PROBLEM REQUIREMENTS:
In the forum thread, what turned out to be behind the hard kick that left the son with a bruise?

Post by traveltheworld on Sept 17, 2018 22:14:54 GMT -5
DS is 6, and for the past week or so, has told us that there's this one boy from another grade 1 class that's always "fighting" with him. The stories have ranged from this boy hitting/kicking him to this boy ganging up with another kid against DS and his friend.
DS is very verbal but seems incapable of conveying accurate information when it comes to school. Examples include telling us that all kids are on the same reading level, that there are 5 recesses, to a bunch of little things. There was one day where he claimed that his boy kicked him really hard, and because there was a bruise, we asked a lot more probing questions; and as it turned out, the kid just accidentally kicked him during soccer.
I don't know what to do. I feel like if I keep asking questions, it may make it a bigger thing than it needs to be. But at the same time, if it's true, I don't want it to continue. FWIW, DS doesn't seem particularly bothered by it - just casually mentions it in passing. He still loves going to school and claims he has lots of friends.
Post by sandandsea on Sept 17, 2018 22:22:04 GMT -5
I’m right there with you. Ds is 6 and I hear the exact same stories. I generally brush incidents like that off and say “well if it happens again what should you do?”and talk about say no, run away, tell an adult. We also add don’t fight them and be kind to them but don’t let them hurt you because we know Ds and wouldn’t put it past him to clock them in the face. Kids are hard.

EXCERPTED DATA:
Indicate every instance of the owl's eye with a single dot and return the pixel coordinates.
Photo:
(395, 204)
--
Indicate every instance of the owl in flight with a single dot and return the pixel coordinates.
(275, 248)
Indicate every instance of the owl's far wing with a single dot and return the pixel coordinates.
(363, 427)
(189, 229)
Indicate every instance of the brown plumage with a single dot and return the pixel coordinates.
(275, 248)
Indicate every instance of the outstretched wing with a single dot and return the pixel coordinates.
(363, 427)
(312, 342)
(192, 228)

SOLUTION FOR THIS TASK:
The other boy kicked him by accident during soccer.